### Work item
A faithful copy of the data is what is wanted, minus any pictures.

(Collected data)

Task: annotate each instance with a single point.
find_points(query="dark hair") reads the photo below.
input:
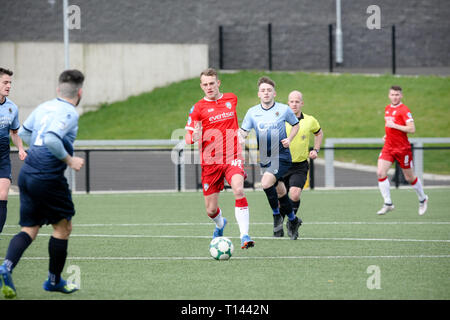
(5, 71)
(75, 77)
(210, 72)
(266, 80)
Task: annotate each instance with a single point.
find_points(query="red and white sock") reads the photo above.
(242, 215)
(384, 186)
(218, 218)
(417, 185)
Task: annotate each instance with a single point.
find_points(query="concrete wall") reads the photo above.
(300, 29)
(113, 71)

### Result
Task: annotate each instance with a single point.
find_points(query="dark hair") reads the photo below.
input:
(5, 71)
(75, 77)
(210, 72)
(266, 80)
Task: annotate each instance with a single point.
find_points(query="red and white sock") reads the photo above.
(242, 215)
(384, 186)
(218, 218)
(417, 185)
Task: annotate each instance with a single point.
find_points(query="concrete wall") reads the photo above.
(300, 29)
(113, 71)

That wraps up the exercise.